═══ Vorliegender Text ═══

Freitag, 18. Mai 2018

Boston Marathon 2018 - EPIC EPIC EPIC (2) The Race

Raceday



Ich schlief gut, fast zu gut und ich wachte relativ pünktlich (nur 30 Minuten vor dem Wecker) auf. Bereits in der Nacht hatte der prasselnde Regen begonnen und sollte auch bis zum Ende des Marathontags nicht mehr aufhören.
Die Wettkampfkleidung hatte ich am Vortag gerichtet, die Bagels, Honig und Butter waren eingekauft, so frühstückte ich in aller Ruhe und verrichtete alle nötigen Handlungen ohne jegliche Hetze.
Erster Versuch: Im letzten Moment doch für die Regenjacke entschieden
Da gab es noch den Plan, ohne Jacke zu laufen
Den Empfehlungen, ein weiteres altes Paar Schuhe mit nach Hopkinton zu nehmen konnte ich "mangels Masse" nicht folgen, aber hätte ich es vorher gesehen, wäre ich dem Beispiel einiger Läufer gefolgt und hätte meine Füße bis zum Start in Plastiktüten eingebunden. Man lernt einfach nie aus!

Eine alte Laufhose (Marke Aldi Größe 52!!!) und ein "wunderschöner" Norwegerpullover mussten es als Überzug zusammen mit einem Regencape vom Frankfurt Marathon tun und taten es den Umständen entsprechend auch.

Im letzten Moment entschied ich mich dann Gott sei Dank noch für den Lauf im Essential Run Jacket von Brooks anstatt einer dünnen Regenjacke. Welch eine glückliche Entscheidung!
Dann ging es zur Green Line. Leider vergaß ich meine Pre-Race Trinkflasche, der angenehme Nebeneffekt aber war der nicht vorhandene Harndrang, vor allem im Bus zum Start.

═══

== Aufgabe ==
Fasse den Bericht über den Renntag des Boston Marathons 2018 in zwei Sätzen zusammen.

═══ Material ═══

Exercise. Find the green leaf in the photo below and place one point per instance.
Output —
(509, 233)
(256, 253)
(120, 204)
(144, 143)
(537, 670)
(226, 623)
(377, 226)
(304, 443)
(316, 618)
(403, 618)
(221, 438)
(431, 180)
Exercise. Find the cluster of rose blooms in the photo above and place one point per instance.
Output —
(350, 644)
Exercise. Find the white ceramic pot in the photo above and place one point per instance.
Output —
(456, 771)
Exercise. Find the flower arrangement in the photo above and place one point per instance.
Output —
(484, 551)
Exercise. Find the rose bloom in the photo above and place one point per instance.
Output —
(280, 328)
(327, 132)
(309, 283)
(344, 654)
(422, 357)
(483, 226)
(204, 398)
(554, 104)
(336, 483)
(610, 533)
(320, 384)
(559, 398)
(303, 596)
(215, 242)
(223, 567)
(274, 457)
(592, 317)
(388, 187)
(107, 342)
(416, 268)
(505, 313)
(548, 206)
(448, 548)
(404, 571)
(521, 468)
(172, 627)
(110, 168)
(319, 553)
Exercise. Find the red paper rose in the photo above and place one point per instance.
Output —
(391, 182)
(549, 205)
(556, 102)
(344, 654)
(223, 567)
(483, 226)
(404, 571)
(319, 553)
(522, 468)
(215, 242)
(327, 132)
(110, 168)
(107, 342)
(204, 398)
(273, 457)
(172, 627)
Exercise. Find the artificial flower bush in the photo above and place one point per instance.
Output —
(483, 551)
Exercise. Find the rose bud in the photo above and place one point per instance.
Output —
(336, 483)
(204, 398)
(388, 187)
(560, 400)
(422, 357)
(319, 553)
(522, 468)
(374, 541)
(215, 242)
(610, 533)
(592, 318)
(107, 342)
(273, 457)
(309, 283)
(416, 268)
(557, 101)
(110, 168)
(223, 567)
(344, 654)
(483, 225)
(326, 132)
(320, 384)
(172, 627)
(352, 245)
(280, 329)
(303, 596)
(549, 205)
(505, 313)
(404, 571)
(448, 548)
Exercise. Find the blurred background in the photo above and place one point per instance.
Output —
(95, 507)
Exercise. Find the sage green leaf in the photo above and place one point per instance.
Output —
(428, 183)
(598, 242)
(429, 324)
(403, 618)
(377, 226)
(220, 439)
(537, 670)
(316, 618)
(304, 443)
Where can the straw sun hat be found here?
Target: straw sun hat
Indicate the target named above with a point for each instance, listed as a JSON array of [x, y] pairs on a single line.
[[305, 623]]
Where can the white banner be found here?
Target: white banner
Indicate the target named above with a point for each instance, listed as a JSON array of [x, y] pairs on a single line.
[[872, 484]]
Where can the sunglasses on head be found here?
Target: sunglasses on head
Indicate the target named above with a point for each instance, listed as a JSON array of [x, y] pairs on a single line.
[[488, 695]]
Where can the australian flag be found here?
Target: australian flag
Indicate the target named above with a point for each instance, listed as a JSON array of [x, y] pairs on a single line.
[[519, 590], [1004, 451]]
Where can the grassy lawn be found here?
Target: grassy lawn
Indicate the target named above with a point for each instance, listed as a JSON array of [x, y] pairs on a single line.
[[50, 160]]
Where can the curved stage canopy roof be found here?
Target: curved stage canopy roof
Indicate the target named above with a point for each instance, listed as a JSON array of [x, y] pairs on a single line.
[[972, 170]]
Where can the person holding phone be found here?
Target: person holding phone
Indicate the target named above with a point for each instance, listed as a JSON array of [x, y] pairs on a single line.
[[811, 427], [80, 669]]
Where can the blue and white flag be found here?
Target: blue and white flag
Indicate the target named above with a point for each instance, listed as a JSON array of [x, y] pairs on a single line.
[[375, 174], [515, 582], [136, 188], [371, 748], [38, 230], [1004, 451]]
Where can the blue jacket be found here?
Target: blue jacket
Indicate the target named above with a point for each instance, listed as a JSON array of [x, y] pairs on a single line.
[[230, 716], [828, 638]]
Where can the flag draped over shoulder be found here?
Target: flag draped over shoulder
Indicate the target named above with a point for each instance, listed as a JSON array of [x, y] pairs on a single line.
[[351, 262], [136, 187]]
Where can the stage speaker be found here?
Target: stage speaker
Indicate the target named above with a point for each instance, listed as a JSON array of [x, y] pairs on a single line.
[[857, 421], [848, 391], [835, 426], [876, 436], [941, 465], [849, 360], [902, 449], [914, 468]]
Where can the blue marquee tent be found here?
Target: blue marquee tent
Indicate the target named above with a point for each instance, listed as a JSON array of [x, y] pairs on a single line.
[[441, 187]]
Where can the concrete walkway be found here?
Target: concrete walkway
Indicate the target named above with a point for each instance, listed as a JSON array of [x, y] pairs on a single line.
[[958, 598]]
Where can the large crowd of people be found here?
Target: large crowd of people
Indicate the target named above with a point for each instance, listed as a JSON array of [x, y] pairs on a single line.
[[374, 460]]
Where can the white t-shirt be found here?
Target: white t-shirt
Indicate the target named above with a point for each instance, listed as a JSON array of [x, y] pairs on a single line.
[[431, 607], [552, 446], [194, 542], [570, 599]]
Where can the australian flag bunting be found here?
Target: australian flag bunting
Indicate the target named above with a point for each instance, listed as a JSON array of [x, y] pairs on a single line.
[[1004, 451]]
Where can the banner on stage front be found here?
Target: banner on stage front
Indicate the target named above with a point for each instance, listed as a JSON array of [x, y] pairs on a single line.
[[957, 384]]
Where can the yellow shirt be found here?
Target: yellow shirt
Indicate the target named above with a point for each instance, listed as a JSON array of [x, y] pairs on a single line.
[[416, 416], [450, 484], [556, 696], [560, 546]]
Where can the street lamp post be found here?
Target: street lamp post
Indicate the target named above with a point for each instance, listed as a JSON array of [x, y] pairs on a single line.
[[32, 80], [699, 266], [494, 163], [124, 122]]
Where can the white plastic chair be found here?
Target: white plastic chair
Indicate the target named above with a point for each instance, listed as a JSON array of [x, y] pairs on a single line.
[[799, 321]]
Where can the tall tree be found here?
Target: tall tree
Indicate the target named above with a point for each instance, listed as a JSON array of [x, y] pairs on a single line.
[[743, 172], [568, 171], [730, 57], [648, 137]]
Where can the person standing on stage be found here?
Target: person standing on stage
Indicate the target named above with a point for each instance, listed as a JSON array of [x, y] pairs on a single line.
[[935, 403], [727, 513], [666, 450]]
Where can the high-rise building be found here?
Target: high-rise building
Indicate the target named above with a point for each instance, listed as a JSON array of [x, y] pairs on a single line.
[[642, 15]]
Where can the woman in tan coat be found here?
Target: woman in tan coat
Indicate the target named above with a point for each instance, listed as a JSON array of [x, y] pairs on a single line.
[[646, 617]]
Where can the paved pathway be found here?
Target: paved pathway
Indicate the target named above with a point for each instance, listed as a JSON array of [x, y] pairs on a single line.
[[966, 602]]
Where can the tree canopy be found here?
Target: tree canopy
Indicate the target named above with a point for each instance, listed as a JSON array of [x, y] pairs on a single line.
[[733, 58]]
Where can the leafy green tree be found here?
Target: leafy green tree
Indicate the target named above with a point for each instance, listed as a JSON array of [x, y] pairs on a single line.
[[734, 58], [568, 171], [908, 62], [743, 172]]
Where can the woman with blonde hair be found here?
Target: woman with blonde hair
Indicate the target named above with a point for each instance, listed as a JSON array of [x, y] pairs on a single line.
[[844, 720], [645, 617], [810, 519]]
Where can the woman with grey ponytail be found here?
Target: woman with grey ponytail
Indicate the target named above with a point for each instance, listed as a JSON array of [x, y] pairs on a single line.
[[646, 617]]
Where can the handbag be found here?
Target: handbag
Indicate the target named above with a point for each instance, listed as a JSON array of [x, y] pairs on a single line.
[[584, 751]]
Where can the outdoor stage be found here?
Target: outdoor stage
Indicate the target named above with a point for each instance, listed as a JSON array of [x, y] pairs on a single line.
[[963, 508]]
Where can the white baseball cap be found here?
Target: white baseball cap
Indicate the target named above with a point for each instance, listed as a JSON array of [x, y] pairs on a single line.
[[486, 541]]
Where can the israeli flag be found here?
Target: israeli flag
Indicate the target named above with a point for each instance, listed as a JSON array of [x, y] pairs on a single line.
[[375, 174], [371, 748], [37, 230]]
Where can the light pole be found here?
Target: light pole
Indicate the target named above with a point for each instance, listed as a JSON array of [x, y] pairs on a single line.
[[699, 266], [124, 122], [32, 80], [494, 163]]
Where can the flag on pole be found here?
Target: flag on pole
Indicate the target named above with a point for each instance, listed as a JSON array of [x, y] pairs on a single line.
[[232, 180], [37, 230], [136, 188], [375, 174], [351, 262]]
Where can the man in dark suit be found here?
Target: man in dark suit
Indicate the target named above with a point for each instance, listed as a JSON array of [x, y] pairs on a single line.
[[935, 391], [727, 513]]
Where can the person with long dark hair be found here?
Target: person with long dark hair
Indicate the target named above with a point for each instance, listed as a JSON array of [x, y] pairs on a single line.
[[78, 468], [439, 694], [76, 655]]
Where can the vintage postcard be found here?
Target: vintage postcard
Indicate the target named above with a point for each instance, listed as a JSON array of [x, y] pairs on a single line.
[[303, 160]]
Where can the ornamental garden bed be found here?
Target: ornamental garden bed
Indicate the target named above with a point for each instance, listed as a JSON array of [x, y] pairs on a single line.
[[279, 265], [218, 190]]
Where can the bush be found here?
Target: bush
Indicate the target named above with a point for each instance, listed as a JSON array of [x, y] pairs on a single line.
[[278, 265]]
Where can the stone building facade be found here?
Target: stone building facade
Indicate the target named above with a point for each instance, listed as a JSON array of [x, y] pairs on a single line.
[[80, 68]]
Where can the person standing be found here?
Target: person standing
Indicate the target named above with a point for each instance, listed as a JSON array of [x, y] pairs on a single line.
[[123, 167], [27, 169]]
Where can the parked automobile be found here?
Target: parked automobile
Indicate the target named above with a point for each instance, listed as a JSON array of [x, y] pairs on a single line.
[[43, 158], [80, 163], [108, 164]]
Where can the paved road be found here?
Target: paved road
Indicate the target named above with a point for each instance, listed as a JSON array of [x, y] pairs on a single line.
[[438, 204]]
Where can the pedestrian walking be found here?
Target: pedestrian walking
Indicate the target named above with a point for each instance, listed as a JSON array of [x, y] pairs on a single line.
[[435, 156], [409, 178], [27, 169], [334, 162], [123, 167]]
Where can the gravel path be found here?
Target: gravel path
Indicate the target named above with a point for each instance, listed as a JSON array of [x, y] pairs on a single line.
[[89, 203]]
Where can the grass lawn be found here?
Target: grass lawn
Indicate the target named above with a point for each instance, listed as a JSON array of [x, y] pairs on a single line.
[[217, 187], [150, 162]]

═══

== Antwort ==
Am Renntag regnete es seit der Nacht bis zum Ende des Marathontags, doch nach gutem Schlaf verliefen Frühstück und Vorbereitungen ohne Hetze, und als Überzug dienten eine alte Laufhose, ein Norwegerpullover und ein Regencape vom Frankfurt Marathon. Im letzten Moment fiel die Wahl statt auf eine dünne Regenjacke auf das Essential Run Jacket von Brooks, und die vergessene Pre-Race-Trinkflasche hatte den Vorteil, dass vor allem im Bus zum Start kein Harndrang aufkam.